[Point labeling examples]
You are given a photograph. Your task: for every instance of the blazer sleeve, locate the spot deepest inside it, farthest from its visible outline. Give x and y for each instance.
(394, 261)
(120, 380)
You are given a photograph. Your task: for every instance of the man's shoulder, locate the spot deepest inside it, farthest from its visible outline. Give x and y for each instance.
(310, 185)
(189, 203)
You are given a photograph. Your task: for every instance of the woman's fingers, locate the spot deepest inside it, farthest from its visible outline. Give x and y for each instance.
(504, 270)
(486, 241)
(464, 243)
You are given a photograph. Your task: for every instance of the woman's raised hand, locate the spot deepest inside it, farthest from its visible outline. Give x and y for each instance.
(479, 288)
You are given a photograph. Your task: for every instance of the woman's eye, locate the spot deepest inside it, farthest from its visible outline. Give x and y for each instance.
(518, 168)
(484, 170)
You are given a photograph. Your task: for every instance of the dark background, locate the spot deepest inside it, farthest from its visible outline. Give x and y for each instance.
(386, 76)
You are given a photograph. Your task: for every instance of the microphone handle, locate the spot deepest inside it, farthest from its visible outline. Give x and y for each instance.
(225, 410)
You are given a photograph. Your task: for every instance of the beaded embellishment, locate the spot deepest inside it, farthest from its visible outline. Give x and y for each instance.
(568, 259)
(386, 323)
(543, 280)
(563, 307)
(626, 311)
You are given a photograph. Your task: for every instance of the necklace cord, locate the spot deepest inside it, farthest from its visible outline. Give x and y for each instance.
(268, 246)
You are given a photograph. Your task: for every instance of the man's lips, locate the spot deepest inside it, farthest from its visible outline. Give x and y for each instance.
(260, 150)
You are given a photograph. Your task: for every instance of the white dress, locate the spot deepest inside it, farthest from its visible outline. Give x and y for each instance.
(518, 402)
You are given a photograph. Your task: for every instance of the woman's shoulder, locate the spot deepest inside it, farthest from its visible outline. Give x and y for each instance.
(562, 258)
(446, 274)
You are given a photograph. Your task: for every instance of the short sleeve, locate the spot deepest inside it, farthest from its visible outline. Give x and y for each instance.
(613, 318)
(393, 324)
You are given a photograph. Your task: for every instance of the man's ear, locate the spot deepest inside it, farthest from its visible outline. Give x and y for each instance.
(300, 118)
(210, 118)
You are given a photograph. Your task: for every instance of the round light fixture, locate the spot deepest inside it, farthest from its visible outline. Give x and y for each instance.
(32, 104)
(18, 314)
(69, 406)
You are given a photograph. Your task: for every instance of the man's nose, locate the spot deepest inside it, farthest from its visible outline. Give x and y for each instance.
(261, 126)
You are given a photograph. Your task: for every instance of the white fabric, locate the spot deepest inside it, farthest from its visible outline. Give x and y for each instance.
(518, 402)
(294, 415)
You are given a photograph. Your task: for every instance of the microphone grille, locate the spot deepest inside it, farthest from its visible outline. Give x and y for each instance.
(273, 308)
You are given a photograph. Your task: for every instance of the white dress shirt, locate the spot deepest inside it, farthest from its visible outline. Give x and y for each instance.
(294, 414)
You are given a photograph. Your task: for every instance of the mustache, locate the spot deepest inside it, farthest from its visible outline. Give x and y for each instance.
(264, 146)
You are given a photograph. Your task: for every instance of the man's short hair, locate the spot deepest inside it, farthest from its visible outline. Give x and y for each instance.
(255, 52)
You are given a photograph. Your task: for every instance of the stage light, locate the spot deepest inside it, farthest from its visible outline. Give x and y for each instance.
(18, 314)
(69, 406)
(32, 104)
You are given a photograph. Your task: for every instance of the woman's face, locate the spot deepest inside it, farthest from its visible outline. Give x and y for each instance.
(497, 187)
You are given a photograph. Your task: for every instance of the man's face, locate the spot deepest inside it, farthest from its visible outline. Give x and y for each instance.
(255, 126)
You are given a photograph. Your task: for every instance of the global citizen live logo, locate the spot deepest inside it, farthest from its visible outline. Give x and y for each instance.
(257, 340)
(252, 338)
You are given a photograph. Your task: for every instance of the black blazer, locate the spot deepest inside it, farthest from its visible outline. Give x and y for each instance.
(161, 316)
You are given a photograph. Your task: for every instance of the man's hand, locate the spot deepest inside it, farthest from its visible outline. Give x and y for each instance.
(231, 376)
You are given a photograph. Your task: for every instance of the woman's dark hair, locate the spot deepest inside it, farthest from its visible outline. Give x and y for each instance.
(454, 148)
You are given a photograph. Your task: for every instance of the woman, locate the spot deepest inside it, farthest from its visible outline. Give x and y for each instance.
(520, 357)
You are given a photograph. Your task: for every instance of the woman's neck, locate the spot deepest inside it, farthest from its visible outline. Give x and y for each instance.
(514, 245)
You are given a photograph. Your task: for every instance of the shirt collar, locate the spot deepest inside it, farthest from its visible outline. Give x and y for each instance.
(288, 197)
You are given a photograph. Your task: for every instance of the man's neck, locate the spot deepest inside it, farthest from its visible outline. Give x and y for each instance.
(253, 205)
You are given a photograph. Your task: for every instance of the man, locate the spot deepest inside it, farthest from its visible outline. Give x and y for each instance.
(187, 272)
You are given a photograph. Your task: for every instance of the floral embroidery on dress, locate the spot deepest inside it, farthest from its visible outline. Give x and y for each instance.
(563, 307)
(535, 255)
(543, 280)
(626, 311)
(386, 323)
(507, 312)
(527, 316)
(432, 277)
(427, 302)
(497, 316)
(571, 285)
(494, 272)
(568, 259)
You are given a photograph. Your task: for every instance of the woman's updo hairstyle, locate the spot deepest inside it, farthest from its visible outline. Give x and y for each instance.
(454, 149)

- **YOUR GOAL**
Extract, exactly, the lines above that begin at the line containing "the man's neck, locate" and end at the final line of the records; add no other text.

- **THE OUTPUT**
You are given a photograph. Your task: for every instance of the man's neck, locate the spot deepest inside it, farthest from its visible outline. Give x and y for each instance.
(253, 205)
You are given a photograph. Your task: for every instance of the man, locate the spot deepest inside it, farthest from its visible outline. Give x and y for each instance.
(187, 272)
You are given a photograph. Your task: for every instance of the floral embroidery on dress, locate the spot deepest inside it, farthest from its visible outline. Give x and y for each instance.
(563, 307)
(535, 255)
(543, 280)
(626, 311)
(386, 323)
(507, 312)
(527, 316)
(432, 277)
(427, 302)
(497, 316)
(571, 285)
(494, 272)
(568, 259)
You are given a photograph. Your task: for every instance of the woman's updo hairstyle, locate the spot deepest inside it, farthest from its visible outline. Give x and y for each instance.
(454, 149)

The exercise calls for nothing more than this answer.